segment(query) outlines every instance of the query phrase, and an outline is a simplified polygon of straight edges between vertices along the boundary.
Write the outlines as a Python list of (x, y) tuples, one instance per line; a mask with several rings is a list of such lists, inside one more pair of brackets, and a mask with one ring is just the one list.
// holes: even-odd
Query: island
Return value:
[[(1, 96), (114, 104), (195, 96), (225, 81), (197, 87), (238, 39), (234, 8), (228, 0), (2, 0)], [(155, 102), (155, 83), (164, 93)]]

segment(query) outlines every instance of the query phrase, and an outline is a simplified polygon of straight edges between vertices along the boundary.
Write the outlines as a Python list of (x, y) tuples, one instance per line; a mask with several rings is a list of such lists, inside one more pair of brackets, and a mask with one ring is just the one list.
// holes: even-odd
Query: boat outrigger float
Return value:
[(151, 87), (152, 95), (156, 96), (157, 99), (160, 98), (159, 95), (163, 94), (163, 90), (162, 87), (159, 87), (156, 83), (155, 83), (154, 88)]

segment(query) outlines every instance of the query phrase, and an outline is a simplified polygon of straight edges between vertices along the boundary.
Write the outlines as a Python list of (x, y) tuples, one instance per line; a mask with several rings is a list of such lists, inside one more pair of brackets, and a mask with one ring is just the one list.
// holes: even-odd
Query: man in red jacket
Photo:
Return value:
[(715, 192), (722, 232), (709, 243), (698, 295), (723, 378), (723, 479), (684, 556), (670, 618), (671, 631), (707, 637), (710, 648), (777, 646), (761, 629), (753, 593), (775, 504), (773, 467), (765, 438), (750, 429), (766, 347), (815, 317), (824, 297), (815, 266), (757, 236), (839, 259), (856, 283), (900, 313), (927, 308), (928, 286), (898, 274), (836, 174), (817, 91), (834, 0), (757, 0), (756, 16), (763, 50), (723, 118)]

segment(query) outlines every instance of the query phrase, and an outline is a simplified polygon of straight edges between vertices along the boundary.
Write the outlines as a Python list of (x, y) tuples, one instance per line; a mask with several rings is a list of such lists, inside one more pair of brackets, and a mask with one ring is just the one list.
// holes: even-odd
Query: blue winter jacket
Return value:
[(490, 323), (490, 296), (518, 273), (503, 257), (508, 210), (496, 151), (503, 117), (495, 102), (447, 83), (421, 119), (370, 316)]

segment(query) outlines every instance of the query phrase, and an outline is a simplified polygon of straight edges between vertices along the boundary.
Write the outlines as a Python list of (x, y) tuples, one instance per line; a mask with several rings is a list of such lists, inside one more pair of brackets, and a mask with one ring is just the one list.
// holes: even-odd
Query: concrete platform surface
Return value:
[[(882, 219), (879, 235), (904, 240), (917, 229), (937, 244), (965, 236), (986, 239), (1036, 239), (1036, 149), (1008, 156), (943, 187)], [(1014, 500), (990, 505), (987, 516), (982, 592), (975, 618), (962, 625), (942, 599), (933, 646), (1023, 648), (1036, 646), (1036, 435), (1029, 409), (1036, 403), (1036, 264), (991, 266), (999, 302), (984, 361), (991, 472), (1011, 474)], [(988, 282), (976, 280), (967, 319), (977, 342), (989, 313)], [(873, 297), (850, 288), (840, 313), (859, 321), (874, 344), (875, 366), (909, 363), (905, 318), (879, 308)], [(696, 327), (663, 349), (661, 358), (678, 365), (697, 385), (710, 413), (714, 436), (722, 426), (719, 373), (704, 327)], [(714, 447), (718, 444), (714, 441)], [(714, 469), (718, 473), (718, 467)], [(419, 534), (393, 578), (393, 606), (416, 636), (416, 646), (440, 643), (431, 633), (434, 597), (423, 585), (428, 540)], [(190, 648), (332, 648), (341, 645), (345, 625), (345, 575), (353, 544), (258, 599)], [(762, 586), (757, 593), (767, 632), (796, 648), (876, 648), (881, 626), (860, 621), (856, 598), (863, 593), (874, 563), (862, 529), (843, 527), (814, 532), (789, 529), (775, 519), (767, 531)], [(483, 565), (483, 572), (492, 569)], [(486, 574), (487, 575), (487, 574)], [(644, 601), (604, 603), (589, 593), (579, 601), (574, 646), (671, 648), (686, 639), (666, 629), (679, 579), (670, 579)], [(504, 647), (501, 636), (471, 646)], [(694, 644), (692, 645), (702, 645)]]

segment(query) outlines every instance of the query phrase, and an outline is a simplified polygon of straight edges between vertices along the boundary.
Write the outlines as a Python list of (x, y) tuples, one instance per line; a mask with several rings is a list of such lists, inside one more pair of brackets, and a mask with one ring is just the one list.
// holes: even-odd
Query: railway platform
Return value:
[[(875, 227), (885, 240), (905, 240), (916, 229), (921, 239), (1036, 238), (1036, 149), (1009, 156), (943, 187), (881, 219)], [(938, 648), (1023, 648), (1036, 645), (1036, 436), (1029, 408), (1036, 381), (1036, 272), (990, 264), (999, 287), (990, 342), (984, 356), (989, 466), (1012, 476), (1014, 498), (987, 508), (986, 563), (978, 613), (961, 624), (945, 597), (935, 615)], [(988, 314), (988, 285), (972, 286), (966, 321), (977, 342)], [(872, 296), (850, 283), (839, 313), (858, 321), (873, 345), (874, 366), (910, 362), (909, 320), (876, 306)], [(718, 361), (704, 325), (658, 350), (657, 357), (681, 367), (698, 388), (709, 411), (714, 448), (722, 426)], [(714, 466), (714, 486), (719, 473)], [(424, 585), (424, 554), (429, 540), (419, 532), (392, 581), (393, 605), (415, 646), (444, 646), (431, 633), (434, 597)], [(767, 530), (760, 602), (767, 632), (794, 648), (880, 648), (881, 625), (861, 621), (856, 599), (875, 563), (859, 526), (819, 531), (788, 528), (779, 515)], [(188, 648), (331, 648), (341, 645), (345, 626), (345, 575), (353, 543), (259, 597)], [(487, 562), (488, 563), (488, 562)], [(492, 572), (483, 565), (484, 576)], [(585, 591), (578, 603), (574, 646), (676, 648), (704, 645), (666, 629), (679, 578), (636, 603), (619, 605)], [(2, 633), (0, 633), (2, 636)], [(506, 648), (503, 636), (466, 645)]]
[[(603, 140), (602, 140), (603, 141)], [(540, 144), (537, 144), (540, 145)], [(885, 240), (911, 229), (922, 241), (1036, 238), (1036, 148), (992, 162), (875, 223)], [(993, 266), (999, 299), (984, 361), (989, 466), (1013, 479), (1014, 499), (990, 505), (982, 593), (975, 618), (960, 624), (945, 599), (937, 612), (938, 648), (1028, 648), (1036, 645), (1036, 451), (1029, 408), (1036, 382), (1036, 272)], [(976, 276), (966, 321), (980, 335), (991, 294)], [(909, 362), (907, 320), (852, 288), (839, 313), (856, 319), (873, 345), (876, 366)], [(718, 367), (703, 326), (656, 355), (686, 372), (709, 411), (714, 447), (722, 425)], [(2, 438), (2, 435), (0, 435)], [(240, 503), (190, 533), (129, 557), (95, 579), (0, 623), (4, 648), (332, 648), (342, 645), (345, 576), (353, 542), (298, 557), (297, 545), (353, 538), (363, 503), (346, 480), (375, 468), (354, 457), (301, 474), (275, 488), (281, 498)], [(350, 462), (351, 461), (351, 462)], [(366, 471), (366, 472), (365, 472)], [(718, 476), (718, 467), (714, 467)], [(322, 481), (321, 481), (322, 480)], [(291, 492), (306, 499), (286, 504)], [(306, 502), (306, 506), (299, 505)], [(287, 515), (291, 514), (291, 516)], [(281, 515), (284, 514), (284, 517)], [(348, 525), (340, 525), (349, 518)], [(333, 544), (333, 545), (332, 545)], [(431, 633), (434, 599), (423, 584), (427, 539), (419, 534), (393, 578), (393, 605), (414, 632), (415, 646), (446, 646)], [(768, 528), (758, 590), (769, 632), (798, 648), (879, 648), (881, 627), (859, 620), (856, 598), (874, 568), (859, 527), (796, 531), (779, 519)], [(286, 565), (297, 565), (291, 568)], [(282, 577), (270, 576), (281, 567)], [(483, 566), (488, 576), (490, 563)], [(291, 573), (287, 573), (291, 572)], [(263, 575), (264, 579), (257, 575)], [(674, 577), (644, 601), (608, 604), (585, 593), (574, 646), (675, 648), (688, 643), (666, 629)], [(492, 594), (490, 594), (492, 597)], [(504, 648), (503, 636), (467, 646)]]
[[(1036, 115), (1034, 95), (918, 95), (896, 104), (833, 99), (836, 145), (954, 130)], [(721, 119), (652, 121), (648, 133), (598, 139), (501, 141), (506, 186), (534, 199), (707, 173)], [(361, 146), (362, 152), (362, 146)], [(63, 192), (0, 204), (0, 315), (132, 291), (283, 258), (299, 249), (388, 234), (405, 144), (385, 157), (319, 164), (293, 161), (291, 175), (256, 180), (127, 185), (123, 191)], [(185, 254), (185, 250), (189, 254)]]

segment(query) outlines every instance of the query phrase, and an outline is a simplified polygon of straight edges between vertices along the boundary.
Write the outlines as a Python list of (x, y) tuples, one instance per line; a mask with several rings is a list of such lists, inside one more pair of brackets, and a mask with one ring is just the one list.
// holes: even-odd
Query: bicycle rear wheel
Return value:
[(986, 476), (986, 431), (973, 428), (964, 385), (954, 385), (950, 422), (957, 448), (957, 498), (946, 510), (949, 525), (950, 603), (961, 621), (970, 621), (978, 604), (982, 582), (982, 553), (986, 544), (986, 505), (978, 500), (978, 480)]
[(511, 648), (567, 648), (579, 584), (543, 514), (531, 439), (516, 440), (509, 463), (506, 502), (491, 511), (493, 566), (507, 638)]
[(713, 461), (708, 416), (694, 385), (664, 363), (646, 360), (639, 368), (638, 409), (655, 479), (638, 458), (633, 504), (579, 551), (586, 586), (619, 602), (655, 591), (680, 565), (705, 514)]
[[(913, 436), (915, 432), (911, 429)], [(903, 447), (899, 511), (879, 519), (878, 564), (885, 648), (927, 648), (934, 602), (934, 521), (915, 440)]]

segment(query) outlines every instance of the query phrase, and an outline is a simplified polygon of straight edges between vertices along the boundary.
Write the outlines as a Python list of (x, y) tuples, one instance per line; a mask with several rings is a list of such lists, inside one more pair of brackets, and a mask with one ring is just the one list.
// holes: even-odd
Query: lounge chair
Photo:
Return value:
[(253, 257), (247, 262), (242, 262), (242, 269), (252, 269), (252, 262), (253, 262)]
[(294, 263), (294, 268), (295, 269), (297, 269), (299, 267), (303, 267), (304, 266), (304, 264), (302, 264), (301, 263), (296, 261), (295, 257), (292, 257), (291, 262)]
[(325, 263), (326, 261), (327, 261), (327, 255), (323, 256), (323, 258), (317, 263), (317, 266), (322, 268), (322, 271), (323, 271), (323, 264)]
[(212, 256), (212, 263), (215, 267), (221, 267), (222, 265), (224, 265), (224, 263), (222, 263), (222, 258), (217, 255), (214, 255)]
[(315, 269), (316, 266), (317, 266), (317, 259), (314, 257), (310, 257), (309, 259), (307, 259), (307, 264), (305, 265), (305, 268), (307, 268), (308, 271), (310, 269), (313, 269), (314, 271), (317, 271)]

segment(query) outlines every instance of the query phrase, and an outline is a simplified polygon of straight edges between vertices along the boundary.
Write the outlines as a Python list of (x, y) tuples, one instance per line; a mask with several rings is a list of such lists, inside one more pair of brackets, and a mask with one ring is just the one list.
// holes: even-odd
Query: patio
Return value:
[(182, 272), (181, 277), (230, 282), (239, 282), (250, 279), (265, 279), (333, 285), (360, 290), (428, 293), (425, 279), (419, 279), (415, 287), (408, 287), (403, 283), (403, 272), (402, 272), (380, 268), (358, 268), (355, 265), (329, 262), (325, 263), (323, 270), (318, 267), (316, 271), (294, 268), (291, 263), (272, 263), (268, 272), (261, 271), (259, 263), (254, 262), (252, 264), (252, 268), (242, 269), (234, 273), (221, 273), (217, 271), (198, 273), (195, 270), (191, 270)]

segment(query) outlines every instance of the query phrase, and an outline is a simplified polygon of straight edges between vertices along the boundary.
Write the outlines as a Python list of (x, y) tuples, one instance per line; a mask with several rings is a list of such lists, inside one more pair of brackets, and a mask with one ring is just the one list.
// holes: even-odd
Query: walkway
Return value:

→ GIVEN INSTRUCTION: Select every line of the records above that contains the word "jacket", and copy each one. Case counts.

→ RESULT FOR THIS TASK:
Query: man in red jacket
Query: blue winter jacket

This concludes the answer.